##### Data under study #####

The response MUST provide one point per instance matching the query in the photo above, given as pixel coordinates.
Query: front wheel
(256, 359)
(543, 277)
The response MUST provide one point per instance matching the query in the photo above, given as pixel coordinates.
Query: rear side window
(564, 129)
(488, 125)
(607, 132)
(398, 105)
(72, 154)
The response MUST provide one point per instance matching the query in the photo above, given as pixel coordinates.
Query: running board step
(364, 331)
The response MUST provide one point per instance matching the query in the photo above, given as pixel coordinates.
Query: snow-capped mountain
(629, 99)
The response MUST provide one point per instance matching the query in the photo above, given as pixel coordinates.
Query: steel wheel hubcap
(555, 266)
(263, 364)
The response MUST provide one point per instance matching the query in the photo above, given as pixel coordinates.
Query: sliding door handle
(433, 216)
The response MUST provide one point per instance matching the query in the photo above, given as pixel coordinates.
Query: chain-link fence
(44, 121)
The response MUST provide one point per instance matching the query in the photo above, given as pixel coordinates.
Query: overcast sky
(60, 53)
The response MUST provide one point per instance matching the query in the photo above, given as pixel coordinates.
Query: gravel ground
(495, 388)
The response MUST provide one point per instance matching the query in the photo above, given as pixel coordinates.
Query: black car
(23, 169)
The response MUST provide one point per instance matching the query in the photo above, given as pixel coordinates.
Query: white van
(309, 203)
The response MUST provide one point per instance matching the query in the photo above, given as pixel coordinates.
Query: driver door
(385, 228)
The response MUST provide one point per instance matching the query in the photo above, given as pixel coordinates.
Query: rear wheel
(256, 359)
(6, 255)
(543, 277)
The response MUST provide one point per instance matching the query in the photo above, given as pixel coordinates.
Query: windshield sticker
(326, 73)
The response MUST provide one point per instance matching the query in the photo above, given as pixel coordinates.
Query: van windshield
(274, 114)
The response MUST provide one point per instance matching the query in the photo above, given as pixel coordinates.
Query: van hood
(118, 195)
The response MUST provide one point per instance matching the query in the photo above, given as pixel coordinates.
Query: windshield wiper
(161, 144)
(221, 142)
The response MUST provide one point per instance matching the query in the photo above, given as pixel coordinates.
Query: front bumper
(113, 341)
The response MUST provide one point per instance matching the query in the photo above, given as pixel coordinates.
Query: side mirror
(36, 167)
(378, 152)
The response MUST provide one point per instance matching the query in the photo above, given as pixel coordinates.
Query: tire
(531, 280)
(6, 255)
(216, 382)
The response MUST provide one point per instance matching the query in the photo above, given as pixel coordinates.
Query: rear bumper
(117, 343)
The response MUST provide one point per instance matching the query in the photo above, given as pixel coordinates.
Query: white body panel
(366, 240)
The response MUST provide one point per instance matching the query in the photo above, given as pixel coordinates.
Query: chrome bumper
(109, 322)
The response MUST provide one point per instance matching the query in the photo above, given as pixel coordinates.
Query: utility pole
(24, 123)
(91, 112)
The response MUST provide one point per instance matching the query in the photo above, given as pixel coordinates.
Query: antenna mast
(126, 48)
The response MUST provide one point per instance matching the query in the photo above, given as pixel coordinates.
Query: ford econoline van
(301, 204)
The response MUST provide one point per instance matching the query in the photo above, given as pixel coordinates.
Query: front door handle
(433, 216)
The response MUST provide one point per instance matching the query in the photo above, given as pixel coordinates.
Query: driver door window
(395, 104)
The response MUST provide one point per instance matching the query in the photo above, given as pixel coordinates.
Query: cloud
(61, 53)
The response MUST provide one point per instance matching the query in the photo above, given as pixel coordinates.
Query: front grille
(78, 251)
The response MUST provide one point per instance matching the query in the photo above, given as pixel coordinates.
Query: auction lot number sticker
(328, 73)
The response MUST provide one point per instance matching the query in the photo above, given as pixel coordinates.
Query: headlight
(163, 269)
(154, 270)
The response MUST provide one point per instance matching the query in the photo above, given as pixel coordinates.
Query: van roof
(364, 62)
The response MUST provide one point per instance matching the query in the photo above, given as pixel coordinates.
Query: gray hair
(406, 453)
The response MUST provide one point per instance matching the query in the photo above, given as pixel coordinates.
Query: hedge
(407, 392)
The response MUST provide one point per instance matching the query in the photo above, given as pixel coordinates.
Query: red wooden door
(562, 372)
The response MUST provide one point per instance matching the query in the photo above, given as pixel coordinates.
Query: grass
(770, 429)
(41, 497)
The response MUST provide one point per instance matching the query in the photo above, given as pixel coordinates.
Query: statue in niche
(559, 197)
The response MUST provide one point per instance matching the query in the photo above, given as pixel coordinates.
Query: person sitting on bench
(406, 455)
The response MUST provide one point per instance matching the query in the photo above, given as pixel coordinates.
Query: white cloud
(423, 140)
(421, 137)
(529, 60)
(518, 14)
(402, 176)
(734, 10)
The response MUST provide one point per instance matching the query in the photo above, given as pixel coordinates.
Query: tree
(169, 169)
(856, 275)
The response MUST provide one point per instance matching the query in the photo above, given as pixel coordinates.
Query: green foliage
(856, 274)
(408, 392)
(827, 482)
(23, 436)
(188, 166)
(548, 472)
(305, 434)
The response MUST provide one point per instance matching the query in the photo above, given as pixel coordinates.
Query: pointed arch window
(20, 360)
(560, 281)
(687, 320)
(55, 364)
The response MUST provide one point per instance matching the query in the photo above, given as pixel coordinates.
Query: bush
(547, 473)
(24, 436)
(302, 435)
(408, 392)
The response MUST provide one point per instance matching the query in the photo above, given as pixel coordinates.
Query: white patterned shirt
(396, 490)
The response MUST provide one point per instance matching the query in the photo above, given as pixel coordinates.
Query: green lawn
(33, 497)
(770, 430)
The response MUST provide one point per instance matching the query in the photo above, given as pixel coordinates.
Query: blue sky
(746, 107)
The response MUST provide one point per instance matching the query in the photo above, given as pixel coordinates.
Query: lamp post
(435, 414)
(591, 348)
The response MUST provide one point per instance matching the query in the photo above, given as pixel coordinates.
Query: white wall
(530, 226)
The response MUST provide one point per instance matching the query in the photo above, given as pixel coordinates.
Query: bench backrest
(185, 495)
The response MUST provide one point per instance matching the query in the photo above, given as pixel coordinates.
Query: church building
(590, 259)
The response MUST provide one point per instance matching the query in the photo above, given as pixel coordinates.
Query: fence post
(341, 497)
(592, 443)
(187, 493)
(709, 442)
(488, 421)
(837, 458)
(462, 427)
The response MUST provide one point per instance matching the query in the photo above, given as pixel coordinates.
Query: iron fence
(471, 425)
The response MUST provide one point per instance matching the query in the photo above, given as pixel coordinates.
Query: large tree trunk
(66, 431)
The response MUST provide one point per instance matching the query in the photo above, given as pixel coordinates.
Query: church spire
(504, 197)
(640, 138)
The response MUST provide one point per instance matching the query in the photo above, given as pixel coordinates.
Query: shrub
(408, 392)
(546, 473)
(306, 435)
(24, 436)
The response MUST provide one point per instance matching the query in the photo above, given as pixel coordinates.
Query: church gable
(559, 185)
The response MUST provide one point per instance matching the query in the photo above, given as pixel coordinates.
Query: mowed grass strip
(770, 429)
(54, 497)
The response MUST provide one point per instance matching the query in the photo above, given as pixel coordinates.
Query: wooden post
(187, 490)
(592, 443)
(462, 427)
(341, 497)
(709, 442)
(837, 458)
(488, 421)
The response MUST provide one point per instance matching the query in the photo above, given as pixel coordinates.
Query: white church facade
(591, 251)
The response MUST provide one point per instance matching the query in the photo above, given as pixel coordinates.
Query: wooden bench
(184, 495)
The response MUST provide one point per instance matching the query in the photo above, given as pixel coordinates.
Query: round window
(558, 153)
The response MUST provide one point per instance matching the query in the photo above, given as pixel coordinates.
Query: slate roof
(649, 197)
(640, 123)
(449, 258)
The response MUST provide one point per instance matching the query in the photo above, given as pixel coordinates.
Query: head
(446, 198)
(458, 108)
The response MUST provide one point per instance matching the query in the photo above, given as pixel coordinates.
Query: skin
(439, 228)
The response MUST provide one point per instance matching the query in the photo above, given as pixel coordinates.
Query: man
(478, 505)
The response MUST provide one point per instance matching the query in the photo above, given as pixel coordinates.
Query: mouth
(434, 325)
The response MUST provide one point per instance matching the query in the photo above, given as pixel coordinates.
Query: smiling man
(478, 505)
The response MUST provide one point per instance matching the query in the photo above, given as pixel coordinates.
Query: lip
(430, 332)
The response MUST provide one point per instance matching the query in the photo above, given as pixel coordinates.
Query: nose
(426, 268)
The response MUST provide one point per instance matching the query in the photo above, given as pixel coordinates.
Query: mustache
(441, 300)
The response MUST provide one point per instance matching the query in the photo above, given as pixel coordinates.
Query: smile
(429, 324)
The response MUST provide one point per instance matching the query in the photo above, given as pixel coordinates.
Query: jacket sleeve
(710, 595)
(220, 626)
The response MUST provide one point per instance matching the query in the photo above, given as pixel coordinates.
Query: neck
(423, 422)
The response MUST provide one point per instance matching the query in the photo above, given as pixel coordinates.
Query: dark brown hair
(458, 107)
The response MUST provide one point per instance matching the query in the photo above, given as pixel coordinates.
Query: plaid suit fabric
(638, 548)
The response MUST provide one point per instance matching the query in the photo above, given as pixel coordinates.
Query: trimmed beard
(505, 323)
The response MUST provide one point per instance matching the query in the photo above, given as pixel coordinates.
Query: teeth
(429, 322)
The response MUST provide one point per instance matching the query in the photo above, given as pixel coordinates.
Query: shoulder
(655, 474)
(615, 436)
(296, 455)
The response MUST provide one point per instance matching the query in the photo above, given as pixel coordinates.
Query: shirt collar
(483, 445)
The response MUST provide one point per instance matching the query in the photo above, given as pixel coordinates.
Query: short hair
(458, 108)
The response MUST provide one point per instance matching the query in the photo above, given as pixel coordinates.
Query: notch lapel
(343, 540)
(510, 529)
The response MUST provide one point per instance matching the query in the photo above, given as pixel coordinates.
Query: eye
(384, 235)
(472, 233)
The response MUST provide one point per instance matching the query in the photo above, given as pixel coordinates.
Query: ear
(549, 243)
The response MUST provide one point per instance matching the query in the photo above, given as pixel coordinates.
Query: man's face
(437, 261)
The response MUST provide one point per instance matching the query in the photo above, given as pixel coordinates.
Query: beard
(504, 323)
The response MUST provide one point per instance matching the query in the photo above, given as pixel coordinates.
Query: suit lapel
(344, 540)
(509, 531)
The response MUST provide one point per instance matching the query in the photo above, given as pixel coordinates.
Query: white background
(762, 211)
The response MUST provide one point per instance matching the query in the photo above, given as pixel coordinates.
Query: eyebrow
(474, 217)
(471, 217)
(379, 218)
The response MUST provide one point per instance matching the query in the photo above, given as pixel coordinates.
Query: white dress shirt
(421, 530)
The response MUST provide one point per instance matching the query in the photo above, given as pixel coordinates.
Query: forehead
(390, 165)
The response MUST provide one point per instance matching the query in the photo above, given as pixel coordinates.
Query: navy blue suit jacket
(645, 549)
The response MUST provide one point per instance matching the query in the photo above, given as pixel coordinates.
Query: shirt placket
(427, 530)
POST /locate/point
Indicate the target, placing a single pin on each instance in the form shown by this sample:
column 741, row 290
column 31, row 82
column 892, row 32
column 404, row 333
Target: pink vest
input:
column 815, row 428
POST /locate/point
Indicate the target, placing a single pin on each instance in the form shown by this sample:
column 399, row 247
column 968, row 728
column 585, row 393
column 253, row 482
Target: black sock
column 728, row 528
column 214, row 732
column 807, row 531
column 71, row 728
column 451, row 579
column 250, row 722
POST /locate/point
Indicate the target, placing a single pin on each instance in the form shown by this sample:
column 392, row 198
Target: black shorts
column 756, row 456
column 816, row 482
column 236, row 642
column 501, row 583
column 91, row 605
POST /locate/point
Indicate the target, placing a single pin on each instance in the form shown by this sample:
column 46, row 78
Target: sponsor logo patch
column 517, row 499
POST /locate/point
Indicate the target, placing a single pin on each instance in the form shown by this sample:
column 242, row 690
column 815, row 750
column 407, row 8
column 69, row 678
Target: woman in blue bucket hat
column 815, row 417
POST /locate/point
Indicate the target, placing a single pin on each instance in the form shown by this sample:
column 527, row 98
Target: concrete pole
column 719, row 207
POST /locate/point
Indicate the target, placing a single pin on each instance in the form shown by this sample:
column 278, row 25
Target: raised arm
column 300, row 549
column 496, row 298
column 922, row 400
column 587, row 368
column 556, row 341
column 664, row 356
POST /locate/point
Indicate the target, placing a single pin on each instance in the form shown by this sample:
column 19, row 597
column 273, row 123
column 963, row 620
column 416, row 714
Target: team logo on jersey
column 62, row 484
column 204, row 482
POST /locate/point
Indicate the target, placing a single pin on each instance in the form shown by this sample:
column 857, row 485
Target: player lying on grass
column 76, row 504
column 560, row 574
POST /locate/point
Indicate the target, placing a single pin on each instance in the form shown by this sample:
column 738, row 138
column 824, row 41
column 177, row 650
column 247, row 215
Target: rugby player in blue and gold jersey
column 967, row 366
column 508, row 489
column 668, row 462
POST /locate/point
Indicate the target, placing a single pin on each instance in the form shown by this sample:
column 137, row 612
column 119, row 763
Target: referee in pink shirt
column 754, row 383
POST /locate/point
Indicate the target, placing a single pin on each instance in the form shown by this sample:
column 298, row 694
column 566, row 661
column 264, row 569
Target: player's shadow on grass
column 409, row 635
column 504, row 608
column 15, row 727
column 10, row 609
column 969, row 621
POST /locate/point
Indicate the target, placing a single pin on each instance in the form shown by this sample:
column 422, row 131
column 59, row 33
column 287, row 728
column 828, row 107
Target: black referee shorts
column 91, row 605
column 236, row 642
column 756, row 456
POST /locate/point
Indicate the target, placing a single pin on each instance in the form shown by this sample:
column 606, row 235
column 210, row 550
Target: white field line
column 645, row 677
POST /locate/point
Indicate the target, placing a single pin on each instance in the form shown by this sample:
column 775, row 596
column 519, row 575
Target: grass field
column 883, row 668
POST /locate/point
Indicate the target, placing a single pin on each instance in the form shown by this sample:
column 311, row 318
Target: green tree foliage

#####

Assigned task -> Among the entries above, the line containing "Target: pink vest", the line containing "column 137, row 612", and all lines between them are to be restated word for word; nothing else belongs in the reply.

Written reply ->
Target: pink vest
input:
column 815, row 428
POST /locate/point
Indicate the target, placing a single pin on each instance in the form shown by this sample:
column 399, row 247
column 968, row 728
column 585, row 393
column 253, row 482
Target: black sock
column 728, row 528
column 214, row 732
column 807, row 531
column 71, row 728
column 451, row 579
column 250, row 722
POST /locate/point
Indicate the target, placing a single pin on each instance in the form shown by this sample:
column 392, row 198
Target: black shorts
column 756, row 456
column 816, row 482
column 236, row 642
column 501, row 583
column 91, row 605
POST /locate/point
Indicate the target, placing a single pin on each instance in the form shown by this sample:
column 46, row 78
Target: sponsor logo patch
column 517, row 499
POST /locate/point
Indicate the target, placing a single pin on each instance in the form shown by this sample:
column 242, row 690
column 815, row 750
column 407, row 8
column 69, row 678
Target: woman in blue bucket hat
column 815, row 417
POST /locate/point
Indicate the target, placing a single pin on each instance in the form shown by this sample:
column 527, row 98
Target: concrete pole
column 719, row 207
POST /locate/point
Indicate the target, placing a single pin on each instance in the form shown by this sample:
column 278, row 25
Target: raised arm
column 300, row 549
column 496, row 298
column 922, row 400
column 587, row 368
column 556, row 341
column 664, row 356
POST /locate/point
Indicate the target, placing a single pin on each instance in the form shown by this sample:
column 19, row 597
column 273, row 123
column 963, row 620
column 416, row 714
Target: team logo on jersey
column 62, row 484
column 204, row 482
POST /locate/point
Indicate the target, placing a single pin on each instance in the form shown by this sample:
column 857, row 485
Target: player lying on grass
column 76, row 504
column 560, row 574
POST /locate/point
Indicate the target, placing a single pin on each instance in the form shown by this sample:
column 738, row 138
column 824, row 41
column 177, row 650
column 247, row 215
Target: rugby player in blue and gold jersey
column 967, row 366
column 508, row 489
column 668, row 462
POST /locate/point
Indicate the target, placing a single pin on each instance in the form shown by this sample:
column 137, row 612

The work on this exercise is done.